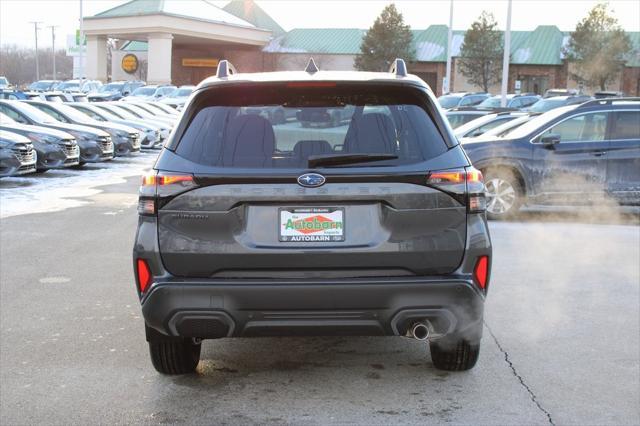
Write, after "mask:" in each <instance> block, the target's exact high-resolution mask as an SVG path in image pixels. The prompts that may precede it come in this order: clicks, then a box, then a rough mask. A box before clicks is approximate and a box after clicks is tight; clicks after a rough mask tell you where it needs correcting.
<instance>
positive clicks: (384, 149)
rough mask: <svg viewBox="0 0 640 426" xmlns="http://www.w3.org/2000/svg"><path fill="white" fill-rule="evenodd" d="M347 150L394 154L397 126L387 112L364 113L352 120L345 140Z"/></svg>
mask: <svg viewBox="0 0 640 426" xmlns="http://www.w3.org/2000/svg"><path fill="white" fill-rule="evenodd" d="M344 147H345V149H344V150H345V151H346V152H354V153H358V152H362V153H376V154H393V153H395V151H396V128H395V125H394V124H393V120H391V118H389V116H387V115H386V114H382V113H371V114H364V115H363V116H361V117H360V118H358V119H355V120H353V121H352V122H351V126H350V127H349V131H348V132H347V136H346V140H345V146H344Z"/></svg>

-.-.-

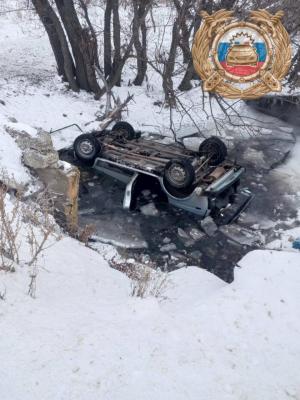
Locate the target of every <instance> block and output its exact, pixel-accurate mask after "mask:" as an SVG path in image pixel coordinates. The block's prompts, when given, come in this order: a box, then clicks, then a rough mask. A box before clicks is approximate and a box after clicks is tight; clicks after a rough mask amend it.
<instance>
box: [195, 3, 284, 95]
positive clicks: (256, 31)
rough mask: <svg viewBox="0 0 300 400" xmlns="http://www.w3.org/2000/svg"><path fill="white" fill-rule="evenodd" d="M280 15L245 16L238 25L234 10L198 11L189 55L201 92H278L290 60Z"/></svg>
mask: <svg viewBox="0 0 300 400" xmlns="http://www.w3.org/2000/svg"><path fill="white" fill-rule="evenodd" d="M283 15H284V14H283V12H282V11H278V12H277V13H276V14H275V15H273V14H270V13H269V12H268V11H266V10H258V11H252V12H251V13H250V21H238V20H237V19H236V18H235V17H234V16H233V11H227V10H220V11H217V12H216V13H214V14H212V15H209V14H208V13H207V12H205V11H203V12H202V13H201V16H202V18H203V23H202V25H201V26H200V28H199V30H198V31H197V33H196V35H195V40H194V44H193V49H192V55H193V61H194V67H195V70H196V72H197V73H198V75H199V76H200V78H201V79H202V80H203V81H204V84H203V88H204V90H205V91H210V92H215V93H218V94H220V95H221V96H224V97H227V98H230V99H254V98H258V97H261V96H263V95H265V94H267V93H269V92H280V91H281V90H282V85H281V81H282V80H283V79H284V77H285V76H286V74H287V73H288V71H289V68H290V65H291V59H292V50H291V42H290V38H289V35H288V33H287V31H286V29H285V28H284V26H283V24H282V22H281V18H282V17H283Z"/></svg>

-.-.-

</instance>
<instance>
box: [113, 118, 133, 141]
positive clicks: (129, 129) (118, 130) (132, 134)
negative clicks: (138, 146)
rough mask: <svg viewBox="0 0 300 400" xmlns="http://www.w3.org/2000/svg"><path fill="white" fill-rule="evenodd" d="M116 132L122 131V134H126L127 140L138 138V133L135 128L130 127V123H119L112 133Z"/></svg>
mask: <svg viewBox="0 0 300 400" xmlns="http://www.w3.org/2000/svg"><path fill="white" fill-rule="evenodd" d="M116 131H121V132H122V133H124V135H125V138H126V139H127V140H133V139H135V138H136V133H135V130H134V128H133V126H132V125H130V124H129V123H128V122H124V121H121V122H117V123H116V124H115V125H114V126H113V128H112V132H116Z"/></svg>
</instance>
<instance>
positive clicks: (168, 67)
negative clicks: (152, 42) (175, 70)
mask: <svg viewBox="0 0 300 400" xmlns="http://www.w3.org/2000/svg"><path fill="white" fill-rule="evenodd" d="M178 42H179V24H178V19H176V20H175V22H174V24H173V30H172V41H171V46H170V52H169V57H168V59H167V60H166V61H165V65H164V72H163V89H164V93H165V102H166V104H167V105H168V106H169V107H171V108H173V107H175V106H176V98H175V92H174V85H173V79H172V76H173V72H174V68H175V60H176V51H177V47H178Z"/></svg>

-.-.-

Instruction:
Please render the part of the entries that opens with the line containing "it needs correcting." and closes with the line containing "150L394 154L397 126L387", both included, as a Markdown table with the columns Row and Line, leaving out blank lines.

Task answer:
| Row | Line |
|---|---|
| 1 | Write, after "mask:" in each <instance> block, the target's exact high-resolution mask as an SVG path in image pixels. The prompts that may precede it come in this order: clicks, then a box, then a rough mask. A box before clicks is approximate and a box after clicks is tight; clicks after a rough mask tell you where it needs correcting. |
| 2 | <instance> |
| 3 | positive clicks: (384, 149) |
| 4 | rough mask: <svg viewBox="0 0 640 426" xmlns="http://www.w3.org/2000/svg"><path fill="white" fill-rule="evenodd" d="M347 150L394 154L397 126L387 112L364 113L352 120L345 140Z"/></svg> |